Ce vote avait lieu le soir du 19 juin 1790.

A cette époque, la statue de Louis XIV sur la place des Victoires avait à ses pieds les images enchaînées de quatre provinces qu'il avait conquises et réunies à la France. « Quand nos frères, les fédérés des provinces, arriveront, »> dit Alexandre de Lameth, « est-ce là un spectacle à leur offrir? Je demande que ces emblèmes, qui dégradent la dignité de l'homme, et qui blessent des concitoyens que nous chérissons, soient enlevés. »

On applaudit; les esprits s'échauffent; la discussion prend une direction nouvelle et inattendue. Un député du Rouergue veut que tout ce qui favorise la vanité, tout ce qui blesse l'égalité, disparaisse aussi : « Je demande que la noblesse soit abolie, qu'il soit défendu de prendre les titres de duc, comte, marquis et autres. »

Le comte Charles de Lameth appuie avec force la proposition, et le marquis de Lafayette déclare qu'il y adhère de toute son âme.

Comme je l'ai dit, c'était à une séance du soir que se traitait incidemment cette question si grave. Un membre de la droite, Faucigny, demande qu'elle soit, selon l'usage, réservée pour une séance du matin : « Vous voulez détruire les distinctions: n'y aura-t-il pas toujours celle de l'argent, celle des usuriers, qui ont deux cent mille écus de rente? »

▶ [CONSIGNES]:
[a] D'après le texte fourni, à quel moment ce vote avait-il lieu ?
[b] Reprenez le passage du texte fourni qui commence à « A cette époque, la » et se termine à « toute son âme. », en substituant « symboles » à « emblèmes ».
[c] Traduisez en anglais cette phrase du texte fourni : « Le comte Charles de Lameth appuie avec force la proposition, et le marquis de Lafayette déclare qu'il y adhère de toute son âme. »

▶ [EXTRAIT DE DONNÉES]:
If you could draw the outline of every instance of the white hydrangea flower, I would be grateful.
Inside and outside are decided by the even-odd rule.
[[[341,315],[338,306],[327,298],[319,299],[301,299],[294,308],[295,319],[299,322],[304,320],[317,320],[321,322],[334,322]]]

▶ [RÉPONSES ATTENDUES]:
[a] Le soir du 19 juin 1790.

[b]
A cette époque, la statue de Louis XIV sur la place des Victoires avait à ses pieds les images enchaînées de quatre provinces qu'il avait conquises et réunies à la France. « Quand nos frères, les fédérés des provinces, arriveront, »> dit Alexandre de Lameth, « est-ce là un spectacle à leur offrir? Je demande que ces symboles, qui dégradent la dignité de l'homme, et qui blessent des concitoyens que nous chérissons, soient enlevés. »

On applaudit; les esprits s'échauffent; la discussion prend une direction nouvelle et inattendue. Un député du Rouergue veut que tout ce qui favorise la vanité, tout ce qui blesse l'égalité, disparaisse aussi : « Je demande que la noblesse soit abolie, qu'il soit défendu de prendre les titres de duc, comte, marquis et autres. »

Le comte Charles de Lameth appuie avec force la proposition, et le marquis de Lafayette déclare qu'il y adhère de toute son âme.

[c] Count Charles de Lameth forcefully supports the proposal, and the Marquis de Lafayette declares that he endorses it with all his soul.